→ Written instruction
Resume the forum thread about pocket carry, writing on from its final line.

→ Selected excerpt
○ ○ ○

I've always wondered about pocket carry.

Do you guys use a holster such as High Noon's Pocket Grabber, or do you just stuff the gun in the pocket and not worry about printing or lint?


----------



## PhilR. (Apr 25, 2007)

Brian said:


> Wow . . . Am I the only one who loves a .380 ACP PPK? I just slip it in my pocket and go!
> 
> I actually have a stainless Interarms PPK, and a blue PPK/S, both of which are very reliable and pretty darned accurate.


No - you're not! I love my stainless PPK/s. It fits the hand perfectly, is 100% reliable, and evidently as accurate as yours. I haven't carried it concealed, and it sure wouldn't fit in *my* pockets. However, a local custom holster guy is making a holster for me, and I've set aside 14 rounds of Cor-Bon for it if I ever do decide to carry it.

I actually love mine so much, that I keep it sitting on my desk top instead of in the safe, so that I can fondle it whenever I want (I'm looking at it as I type this). Kinda weird, I know......

PhilR.


----------



## Mike Barham (Mar 30, 2006)

submoa said:


> Do you guys use a holster such as High Noon's Pocket Grabber, or do you just stuff the gun in the pocket and not worry about printing or lint?

○ ○ ○

→ Information provided
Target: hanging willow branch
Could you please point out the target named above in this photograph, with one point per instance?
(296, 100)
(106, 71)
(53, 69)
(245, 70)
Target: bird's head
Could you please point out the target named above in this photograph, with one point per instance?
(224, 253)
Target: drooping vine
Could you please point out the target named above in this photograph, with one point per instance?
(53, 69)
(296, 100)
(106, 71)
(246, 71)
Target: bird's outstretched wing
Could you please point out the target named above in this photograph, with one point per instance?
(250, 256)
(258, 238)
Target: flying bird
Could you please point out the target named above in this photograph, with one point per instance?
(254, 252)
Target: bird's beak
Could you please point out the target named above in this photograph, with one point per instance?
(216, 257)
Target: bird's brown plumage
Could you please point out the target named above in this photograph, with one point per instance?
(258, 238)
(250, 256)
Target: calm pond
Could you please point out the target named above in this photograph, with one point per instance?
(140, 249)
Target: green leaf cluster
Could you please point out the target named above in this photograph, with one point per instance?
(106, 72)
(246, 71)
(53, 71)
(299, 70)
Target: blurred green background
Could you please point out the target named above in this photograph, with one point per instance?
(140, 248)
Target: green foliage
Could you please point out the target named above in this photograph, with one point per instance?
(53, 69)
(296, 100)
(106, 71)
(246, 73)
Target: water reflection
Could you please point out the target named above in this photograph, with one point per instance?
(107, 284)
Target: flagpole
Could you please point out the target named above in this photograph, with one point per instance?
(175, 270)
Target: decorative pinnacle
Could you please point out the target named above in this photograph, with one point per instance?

○ ○ ○

→ Output for this task
I use Galco's Pocket Protector. A pocket gun should be in a pocket holster for both safety and printing reasons. Not too worried about lint, since I seem to store most of mine in my navel according to my wife, but I suppose it is a minor concern.



> I actually love [my PPK] so much, that I keep it sitting on my desk top instead of in the safe, so that I can fondle it whenever I want (I'm looking at it as I type this). Kinda weird, I know......


_"If the shooter does not cherish his weapon and feel sensual pleasure in handling it, it is unlikely that he will ever make it perform as efficiently as it can."_ -Jeff Cooper


----------



## milquetoast (Nov 25, 2006)

submoa said:


> I've always wondered about pocket carry.
> 
> Do you guys use a holster such as High Noon's Pocket Grabber, or do you just stuff the gun in the pocket and not worry about printing or lint?


Kel-Tec .32. DeSantis Nemesis for pocket carry. Belt clip for IWB.


----------



## camper (Feb 17, 2007)

I like the NAA 380 Guardian as well. After I got the Guardian, my Colt Mustang went back into the safe.


----------



## hideit (Oct 3, 2007)

get the keltec 3at or if you don't want that caliber then the 32acp -
or if you really think that the Ruger LCP is going to solve the perceived reliability issued of keltec wait till late march or april
i read that is when they are going to start shipping
milquetoast is right keltec owns the pocket market right now and probably has for 2-3 years - guess that is why Ruger decided to get into that market


----------



## SingleAction (Feb 1, 2008)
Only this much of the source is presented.